## Data shown

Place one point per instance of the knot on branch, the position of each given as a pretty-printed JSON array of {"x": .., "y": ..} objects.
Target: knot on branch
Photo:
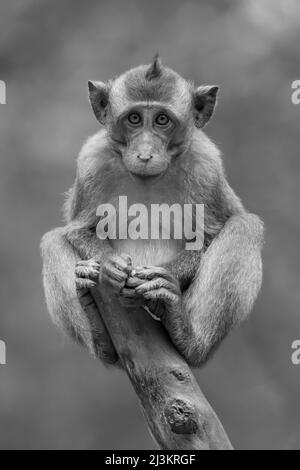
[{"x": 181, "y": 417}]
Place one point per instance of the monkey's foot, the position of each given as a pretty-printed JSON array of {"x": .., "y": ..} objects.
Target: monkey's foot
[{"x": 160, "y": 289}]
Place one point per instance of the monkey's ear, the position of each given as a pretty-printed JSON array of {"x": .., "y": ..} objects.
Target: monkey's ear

==

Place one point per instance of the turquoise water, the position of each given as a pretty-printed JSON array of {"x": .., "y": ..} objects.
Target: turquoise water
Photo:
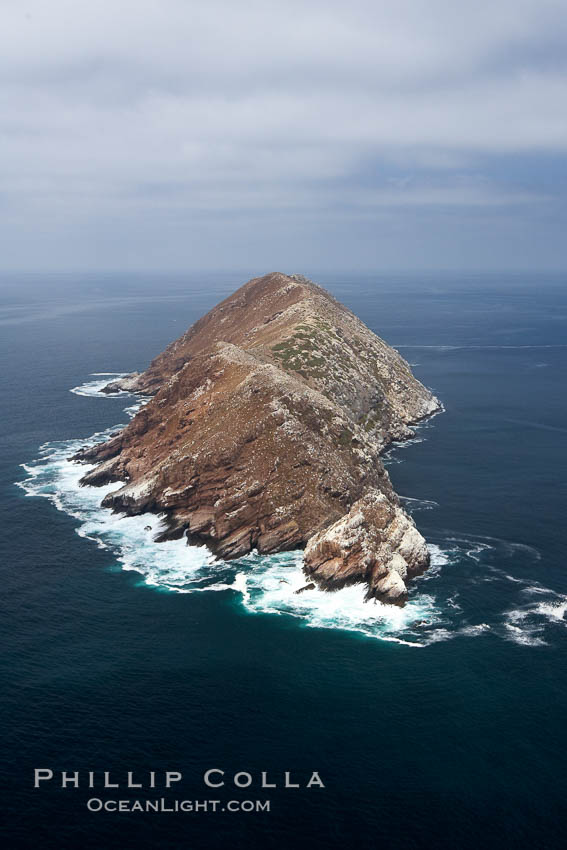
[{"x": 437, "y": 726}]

## Directive
Copy the listing above from the line containing "Place one point per instance of the knot" through the line containing "Target: monkey's ear", leaving out the pictures.

## Response
Place one point per instance of the knot on branch, the position of each given as a pretty-printed JSON array of {"x": .., "y": ..} objects.
Target: knot on branch
Photo:
[{"x": 181, "y": 417}]
Place one point per instance of the monkey's foot, the position of each given as a pretty-printed JSON array of {"x": .., "y": ..} objects.
Target: monkey's foot
[{"x": 160, "y": 289}]
Place one point per instance of the monkey's ear, the position of each given as a pretty-printed JSON array of {"x": .., "y": ..} objects.
Target: monkey's ear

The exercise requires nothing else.